- **BRANO DA LEGGERE**:
Stamane in aula ha parlato la parte civile e ha reso noto che… di iena giudiziaria
I morti sono adesso 17: l’ultimo decesso è arrivato il 25 dicembre scorso. Una ricercatrice di 42 anni, colpita da un tumore. Anche lei aveva frequentato i laboratori della facoltà di Farmacia; quei veleni hanno probabilmente spezzato l’ennesima vita. Come accaduto in passato.
http://www.ienesiciliane.it/cronaca/13733-giustizia-catanese-veleni-farmacia-indagine-per-omicidio-e-lesioni-colpose-la-procura-chiede-l-archiviazione.htmlhttp://www.ienesiciliane.it/cronaca/13283-giudiziaria-veleni-facolta-farmacia-catania-chieste-condanne-per-disastro-ambientale-prescrizione-per-gestione-di-discarica-abusiva.html
A renderlo noto, stamane, l’avv. di parte civile (ne assiste dieci) Santi Terranova (nella foto), che per circa due ore ha parlato ai giudici della terza sezione del Tribunale di Catania nel processo per disastro ambientale. A sentire lui, qualche cronista, molti familiari delle vittime, alcuni con gli occhi rossi per l’emozione. Il resto della città assente.

- **MATERIALE DEL DATASET**:
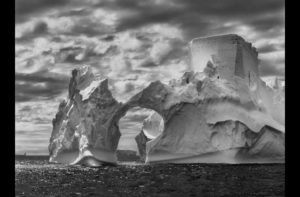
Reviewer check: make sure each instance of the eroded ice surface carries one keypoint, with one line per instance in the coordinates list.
(223, 113)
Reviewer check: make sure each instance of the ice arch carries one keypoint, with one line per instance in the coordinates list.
(212, 116)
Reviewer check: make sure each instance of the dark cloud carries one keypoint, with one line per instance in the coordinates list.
(25, 108)
(40, 29)
(27, 8)
(198, 17)
(27, 86)
(267, 69)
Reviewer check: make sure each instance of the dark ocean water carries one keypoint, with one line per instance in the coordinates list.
(34, 176)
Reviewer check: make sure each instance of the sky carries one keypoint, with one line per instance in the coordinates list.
(132, 42)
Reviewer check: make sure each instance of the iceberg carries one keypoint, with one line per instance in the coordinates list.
(219, 112)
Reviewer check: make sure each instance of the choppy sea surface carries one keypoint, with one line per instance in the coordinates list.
(35, 176)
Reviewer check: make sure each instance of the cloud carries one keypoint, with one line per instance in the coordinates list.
(25, 9)
(132, 42)
(40, 85)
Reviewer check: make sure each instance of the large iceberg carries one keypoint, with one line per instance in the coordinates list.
(221, 112)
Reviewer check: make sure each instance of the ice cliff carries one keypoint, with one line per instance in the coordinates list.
(219, 112)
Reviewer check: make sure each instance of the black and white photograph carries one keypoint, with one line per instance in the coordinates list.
(149, 98)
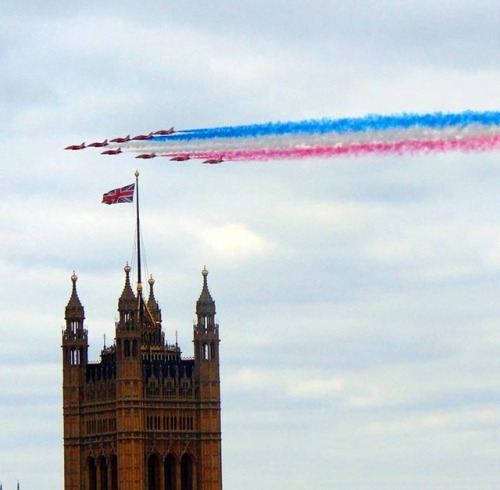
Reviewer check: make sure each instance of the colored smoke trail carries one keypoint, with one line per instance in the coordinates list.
(468, 131)
(436, 120)
(473, 144)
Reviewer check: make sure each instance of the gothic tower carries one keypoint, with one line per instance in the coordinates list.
(142, 417)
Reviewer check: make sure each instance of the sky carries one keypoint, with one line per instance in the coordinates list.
(357, 297)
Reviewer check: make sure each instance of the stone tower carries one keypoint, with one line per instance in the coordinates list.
(143, 417)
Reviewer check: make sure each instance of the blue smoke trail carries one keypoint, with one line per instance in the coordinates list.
(435, 120)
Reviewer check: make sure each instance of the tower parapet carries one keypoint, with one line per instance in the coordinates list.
(143, 417)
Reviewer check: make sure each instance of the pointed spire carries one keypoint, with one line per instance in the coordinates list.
(205, 305)
(127, 301)
(74, 308)
(152, 304)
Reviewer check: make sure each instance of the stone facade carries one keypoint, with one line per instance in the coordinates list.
(143, 417)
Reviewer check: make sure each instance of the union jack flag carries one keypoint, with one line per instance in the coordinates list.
(123, 194)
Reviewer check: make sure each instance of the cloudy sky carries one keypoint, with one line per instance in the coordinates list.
(357, 298)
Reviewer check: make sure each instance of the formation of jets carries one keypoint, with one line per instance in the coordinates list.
(146, 155)
(111, 152)
(75, 147)
(182, 157)
(179, 157)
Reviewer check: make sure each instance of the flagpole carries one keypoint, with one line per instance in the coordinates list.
(138, 233)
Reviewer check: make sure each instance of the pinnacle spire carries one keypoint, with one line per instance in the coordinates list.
(127, 301)
(205, 305)
(152, 304)
(74, 308)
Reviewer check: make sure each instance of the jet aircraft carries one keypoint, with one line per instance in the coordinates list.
(141, 137)
(98, 144)
(121, 140)
(180, 158)
(112, 152)
(75, 147)
(146, 155)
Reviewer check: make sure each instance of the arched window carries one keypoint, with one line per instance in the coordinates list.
(114, 472)
(153, 472)
(170, 472)
(92, 474)
(103, 473)
(186, 472)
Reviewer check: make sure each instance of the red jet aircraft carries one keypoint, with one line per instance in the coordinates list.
(75, 147)
(112, 152)
(98, 144)
(214, 160)
(146, 155)
(180, 158)
(121, 140)
(141, 137)
(165, 132)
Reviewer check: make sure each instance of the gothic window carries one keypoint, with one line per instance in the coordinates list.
(92, 474)
(114, 472)
(186, 472)
(153, 472)
(170, 472)
(103, 473)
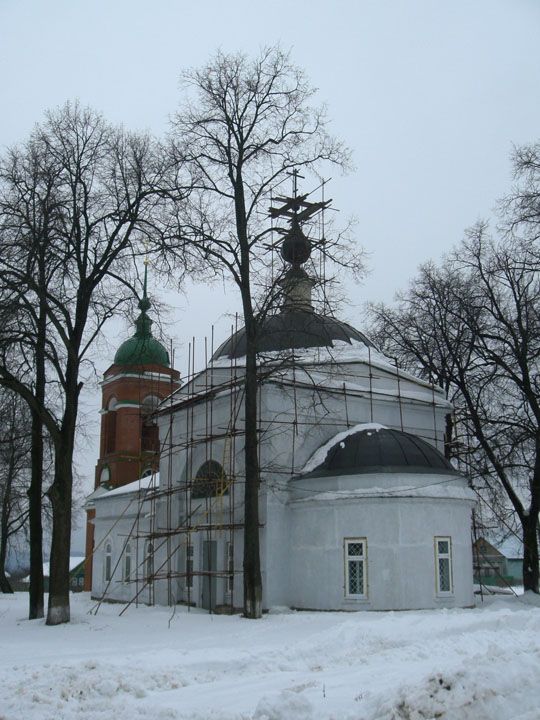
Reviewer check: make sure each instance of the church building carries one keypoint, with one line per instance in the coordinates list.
(359, 508)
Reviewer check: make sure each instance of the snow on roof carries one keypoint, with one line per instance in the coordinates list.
(74, 560)
(149, 482)
(440, 489)
(341, 351)
(319, 456)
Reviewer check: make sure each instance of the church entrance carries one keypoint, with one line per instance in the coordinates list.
(208, 598)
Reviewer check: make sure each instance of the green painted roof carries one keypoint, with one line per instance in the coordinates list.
(142, 348)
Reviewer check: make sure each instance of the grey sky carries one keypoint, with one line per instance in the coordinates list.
(430, 95)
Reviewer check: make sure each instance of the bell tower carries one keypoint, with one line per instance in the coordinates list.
(132, 387)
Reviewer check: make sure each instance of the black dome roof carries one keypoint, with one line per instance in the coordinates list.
(381, 450)
(291, 330)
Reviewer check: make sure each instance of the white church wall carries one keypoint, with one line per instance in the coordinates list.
(399, 534)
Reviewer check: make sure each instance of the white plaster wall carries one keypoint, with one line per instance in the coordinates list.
(116, 518)
(400, 536)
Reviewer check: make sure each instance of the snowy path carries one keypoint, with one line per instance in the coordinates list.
(455, 665)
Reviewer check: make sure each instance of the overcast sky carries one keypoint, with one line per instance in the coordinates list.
(430, 95)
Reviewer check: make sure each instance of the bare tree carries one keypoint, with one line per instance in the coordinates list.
(473, 324)
(245, 126)
(76, 203)
(14, 474)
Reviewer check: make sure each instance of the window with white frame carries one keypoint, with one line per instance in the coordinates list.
(107, 565)
(229, 564)
(189, 566)
(127, 563)
(356, 567)
(149, 562)
(443, 565)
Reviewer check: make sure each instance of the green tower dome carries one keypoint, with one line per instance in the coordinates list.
(142, 348)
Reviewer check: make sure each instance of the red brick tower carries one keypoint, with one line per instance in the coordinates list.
(132, 387)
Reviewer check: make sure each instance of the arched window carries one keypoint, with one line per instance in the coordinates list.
(107, 563)
(110, 426)
(149, 428)
(210, 481)
(149, 562)
(127, 563)
(104, 475)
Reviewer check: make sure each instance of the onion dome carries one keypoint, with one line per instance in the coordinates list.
(296, 247)
(376, 449)
(142, 348)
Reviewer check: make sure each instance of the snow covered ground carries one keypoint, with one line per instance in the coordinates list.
(150, 663)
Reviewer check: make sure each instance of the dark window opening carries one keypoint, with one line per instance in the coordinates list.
(210, 481)
(110, 432)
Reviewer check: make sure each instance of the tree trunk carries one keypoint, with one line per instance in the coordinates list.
(530, 553)
(252, 562)
(60, 494)
(36, 600)
(36, 594)
(5, 585)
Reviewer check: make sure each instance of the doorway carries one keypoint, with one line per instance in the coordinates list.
(208, 598)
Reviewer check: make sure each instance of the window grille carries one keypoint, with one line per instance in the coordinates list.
(108, 562)
(229, 560)
(355, 567)
(443, 565)
(127, 563)
(189, 566)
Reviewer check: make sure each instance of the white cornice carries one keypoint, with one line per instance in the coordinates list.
(149, 375)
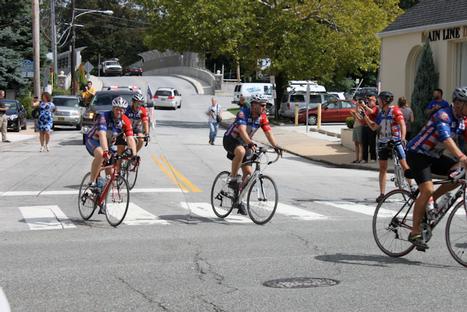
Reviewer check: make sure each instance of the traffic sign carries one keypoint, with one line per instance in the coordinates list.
(88, 67)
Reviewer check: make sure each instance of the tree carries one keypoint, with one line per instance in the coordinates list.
(426, 80)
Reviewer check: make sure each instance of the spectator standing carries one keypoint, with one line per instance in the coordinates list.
(45, 120)
(214, 118)
(3, 118)
(408, 116)
(88, 93)
(368, 135)
(359, 122)
(436, 103)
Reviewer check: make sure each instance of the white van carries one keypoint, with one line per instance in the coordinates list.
(248, 89)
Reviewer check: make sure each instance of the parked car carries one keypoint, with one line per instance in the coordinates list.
(68, 111)
(333, 110)
(16, 115)
(248, 89)
(101, 102)
(134, 71)
(167, 97)
(111, 68)
(289, 100)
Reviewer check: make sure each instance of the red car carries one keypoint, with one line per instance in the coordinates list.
(331, 111)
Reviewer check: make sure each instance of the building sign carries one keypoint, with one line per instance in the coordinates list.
(447, 33)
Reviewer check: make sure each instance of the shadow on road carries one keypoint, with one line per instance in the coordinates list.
(377, 261)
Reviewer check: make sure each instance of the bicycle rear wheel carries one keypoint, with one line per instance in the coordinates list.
(262, 200)
(222, 197)
(392, 223)
(456, 233)
(86, 199)
(117, 201)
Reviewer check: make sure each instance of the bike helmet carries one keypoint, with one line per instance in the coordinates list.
(386, 96)
(460, 94)
(120, 102)
(258, 98)
(137, 97)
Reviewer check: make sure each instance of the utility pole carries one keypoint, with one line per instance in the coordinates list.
(54, 40)
(36, 47)
(73, 59)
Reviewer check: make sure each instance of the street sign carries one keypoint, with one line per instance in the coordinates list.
(27, 68)
(88, 67)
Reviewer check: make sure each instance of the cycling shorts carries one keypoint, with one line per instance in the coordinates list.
(385, 150)
(422, 166)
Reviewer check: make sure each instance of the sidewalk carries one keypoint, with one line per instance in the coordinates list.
(322, 147)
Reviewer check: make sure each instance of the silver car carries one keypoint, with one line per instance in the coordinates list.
(68, 111)
(167, 97)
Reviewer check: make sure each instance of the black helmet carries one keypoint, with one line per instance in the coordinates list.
(386, 96)
(460, 94)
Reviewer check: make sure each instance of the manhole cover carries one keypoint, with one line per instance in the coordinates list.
(300, 282)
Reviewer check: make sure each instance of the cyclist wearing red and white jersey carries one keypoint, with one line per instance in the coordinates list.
(109, 129)
(238, 137)
(391, 125)
(139, 118)
(425, 155)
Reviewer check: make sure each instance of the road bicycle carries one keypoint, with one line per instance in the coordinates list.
(130, 167)
(260, 190)
(113, 199)
(392, 222)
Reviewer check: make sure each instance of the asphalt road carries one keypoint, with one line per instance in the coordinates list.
(174, 255)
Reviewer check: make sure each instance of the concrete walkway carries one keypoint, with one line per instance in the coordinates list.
(322, 147)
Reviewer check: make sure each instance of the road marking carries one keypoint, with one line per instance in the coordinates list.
(45, 218)
(204, 210)
(298, 213)
(138, 216)
(181, 177)
(75, 192)
(4, 305)
(170, 175)
(358, 208)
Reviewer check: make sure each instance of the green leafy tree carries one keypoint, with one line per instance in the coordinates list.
(426, 80)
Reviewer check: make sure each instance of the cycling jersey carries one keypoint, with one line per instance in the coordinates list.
(106, 122)
(244, 118)
(137, 117)
(389, 122)
(441, 126)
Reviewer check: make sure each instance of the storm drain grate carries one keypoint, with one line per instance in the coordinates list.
(301, 282)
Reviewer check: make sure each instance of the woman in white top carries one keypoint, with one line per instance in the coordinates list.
(214, 118)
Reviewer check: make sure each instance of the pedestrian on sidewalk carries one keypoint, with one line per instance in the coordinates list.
(368, 135)
(3, 117)
(359, 122)
(214, 118)
(408, 116)
(45, 120)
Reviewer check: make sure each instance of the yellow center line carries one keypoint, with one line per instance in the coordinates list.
(181, 177)
(168, 173)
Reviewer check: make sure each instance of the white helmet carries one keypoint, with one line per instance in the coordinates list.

- **COSA SI CHIEDE**:
[1] Secondo il brano, per quanto tempo l'avvocato Santi Terranova ha parlato ai giudici della terza sezione del Tribunale di Catania?
[2] Trascriva parola per parola il passo del brano che va da "Stamane in aula" fino a "accaduto in passato.", quest'ultimo compreso.
Il materiale proviene da una fonte diversa da quella del brano.

- **RACCOLTA DELLE RISPOSTE**:
[1] Per circa due ore.

[2]
Stamane in aula ha parlato la parte civile e ha reso noto che… di iena giudiziaria
I morti sono adesso 17: l’ultimo decesso è arrivato il 25 dicembre scorso. Una ricercatrice di 42 anni, colpita da un tumore. Anche lei aveva frequentato i laboratori della facoltà di Farmacia; quei veleni hanno probabilmente spezzato l’ennesima vita. Come accaduto in passato.